Consigne de l'exercice A: Recopiez mot pour mot l'intégralité du document source.
Consigne de l'exercice B: Citez à l'identique les lignes des enregistrements comprises entre celle qui contient « Target: boat hull » et la fin des enregistrements, bornes incluses.
+++ Document source +++
Ensuite beaucoup de choses, qui aboutissent à ce petit livre à la couverture blanche semée de signes bleus, comme des cristaux de glace. Car la visite de Kiruna est une aventure. Pourtant il ne se produira rien de particulièrement spectaculaire, de particulièrement « romanesque ». Invitée dans le cadre d’une résidence d’artistes initiée par la Communauté d’agglomération de Béthune-Bruay, et intitulée « Mineurs d’un autre monde », l’écrivaine a préparé son voyage, plutôt comme une ethnographe, elle a regardé les cartes, exploré les photos aériennes disponibles sur Internet, lus les documents, pris rendez-vous avec un responsable. Mais, parce qu’elle est écrivaine, elle prête aussi attention à la beauté des formes, à l’esthétique des modèles numérisés, à des impressions subjectives.
+++ Données à traiter +++
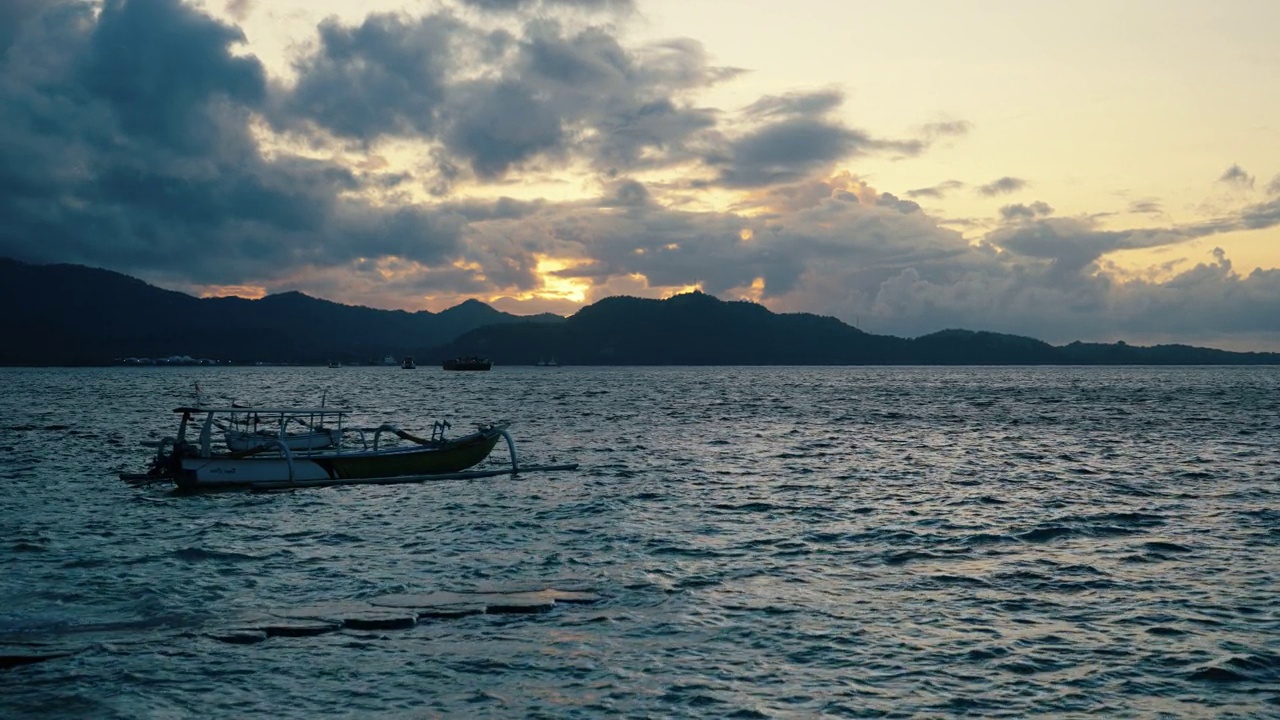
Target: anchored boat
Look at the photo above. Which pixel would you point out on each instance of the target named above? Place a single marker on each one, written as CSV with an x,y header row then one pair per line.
x,y
195,459
470,363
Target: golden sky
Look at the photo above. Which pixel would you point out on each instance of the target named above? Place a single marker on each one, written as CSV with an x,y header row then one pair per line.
x,y
1069,171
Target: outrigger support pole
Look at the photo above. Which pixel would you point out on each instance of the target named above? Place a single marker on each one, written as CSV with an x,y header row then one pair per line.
x,y
511,446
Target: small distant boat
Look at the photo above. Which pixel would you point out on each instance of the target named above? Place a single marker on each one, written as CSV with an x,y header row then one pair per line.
x,y
193,461
469,363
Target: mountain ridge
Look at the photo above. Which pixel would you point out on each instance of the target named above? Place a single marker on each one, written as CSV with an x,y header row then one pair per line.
x,y
77,315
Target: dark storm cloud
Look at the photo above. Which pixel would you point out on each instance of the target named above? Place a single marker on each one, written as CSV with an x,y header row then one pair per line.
x,y
164,68
13,16
385,76
548,94
1002,186
937,191
1235,176
124,142
1019,212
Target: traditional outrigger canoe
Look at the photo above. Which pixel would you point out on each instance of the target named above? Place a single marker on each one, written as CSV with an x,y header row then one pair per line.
x,y
289,460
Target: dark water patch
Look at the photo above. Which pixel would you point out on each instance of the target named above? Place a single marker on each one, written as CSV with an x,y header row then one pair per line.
x,y
746,506
1165,546
1216,675
201,555
1046,533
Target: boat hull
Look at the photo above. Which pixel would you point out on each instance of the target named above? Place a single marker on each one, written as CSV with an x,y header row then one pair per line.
x,y
231,472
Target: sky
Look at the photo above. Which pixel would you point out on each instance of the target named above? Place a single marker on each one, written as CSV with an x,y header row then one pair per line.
x,y
1072,171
+++
Résultat attendu A:
Ensuite beaucoup de choses, qui aboutissent à ce petit livre à la couverture blanche semée de signes bleus, comme des cristaux de glace. Car la visite de Kiruna est une aventure. Pourtant il ne se produira rien de particulièrement spectaculaire, de particulièrement « romanesque ». Invitée dans le cadre d’une résidence d’artistes initiée par la Communauté d’agglomération de Béthune-Bruay, et intitulée « Mineurs d’un autre monde », l’écrivaine a préparé son voyage, plutôt comme une ethnographe, elle a regardé les cartes, exploré les photos aériennes disponibles sur Internet, lus les documents, pris rendez-vous avec un responsable. Mais, parce qu’elle est écrivaine, elle prête aussi attention à la beauté des formes, à l’esthétique des modèles numérisés, à des impressions subjectives.

Résultat attendu B:
Target: boat hull
Look at the photo above. Which pixel would you point out on each instance of the target named above? Place a single marker on each one, written as CSV with an x,y header row then one pair per line.
x,y
231,472
Target: sky
Look at the photo above. Which pixel would you point out on each instance of the target named above? Place a single marker on each one, written as CSV with an x,y header row then one pair per line.
x,y
1072,171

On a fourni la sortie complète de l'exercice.